__DATA FOR ANALYSIS__:
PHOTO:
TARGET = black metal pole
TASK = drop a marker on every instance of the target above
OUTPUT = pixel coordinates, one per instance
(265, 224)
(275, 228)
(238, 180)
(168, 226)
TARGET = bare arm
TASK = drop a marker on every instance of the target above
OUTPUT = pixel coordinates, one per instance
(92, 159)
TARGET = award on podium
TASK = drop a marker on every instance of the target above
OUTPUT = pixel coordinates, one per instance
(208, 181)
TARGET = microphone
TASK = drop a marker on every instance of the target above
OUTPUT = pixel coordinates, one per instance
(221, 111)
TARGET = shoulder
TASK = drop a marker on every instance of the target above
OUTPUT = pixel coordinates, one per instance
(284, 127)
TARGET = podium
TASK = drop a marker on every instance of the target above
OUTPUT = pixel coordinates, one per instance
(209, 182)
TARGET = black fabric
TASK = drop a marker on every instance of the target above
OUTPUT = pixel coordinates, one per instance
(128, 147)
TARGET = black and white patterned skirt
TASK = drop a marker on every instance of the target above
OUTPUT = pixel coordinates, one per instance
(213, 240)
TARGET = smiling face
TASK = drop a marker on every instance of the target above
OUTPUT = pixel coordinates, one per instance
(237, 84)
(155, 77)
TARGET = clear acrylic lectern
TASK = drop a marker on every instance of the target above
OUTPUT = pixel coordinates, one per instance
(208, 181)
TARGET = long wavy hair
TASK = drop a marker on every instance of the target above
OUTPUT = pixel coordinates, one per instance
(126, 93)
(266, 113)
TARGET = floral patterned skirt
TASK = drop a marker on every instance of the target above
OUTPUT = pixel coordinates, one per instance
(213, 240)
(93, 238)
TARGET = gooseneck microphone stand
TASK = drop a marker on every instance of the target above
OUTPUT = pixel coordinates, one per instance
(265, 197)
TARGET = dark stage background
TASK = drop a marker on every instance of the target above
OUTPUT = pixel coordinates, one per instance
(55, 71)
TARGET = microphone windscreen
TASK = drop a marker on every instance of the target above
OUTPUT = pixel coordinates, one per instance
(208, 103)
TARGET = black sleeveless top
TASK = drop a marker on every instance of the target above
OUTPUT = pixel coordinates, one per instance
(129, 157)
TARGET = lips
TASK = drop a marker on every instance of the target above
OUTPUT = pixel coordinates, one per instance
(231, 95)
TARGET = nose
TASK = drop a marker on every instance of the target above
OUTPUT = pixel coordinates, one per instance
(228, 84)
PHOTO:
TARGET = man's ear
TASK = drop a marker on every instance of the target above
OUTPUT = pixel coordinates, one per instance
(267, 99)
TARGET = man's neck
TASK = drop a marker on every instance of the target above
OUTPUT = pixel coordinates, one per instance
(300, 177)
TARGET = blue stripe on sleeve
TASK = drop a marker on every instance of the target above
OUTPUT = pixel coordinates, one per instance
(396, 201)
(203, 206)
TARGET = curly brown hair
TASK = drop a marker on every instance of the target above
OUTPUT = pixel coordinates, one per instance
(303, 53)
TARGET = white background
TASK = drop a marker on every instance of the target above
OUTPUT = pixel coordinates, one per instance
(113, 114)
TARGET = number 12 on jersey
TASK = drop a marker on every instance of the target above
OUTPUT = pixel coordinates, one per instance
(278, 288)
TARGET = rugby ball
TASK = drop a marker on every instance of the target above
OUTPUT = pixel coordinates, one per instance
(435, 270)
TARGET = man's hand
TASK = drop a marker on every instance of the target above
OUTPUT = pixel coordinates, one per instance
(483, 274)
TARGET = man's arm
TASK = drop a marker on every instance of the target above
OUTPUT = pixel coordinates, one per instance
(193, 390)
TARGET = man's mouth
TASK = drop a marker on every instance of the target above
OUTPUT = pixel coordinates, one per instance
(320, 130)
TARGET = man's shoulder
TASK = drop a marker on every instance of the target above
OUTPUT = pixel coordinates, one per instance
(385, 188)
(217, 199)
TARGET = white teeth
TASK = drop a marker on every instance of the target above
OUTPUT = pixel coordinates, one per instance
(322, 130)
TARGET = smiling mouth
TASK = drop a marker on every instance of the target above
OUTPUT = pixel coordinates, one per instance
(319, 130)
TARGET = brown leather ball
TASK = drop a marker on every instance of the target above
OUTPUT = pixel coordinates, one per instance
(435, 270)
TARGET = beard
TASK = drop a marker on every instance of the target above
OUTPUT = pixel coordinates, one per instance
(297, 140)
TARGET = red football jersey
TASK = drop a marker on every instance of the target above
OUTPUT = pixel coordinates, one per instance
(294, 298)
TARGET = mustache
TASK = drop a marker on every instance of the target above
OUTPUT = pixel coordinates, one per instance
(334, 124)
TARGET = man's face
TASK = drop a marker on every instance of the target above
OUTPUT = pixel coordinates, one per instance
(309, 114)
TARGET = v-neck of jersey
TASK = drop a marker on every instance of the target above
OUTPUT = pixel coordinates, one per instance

__WORK ORDER__:
From the entries above, extract every line where the word "jersey" appears.

__TASK ANSWER__:
TARGET = number 12 on jersey
TARGET = red football jersey
TARGET = v-neck of jersey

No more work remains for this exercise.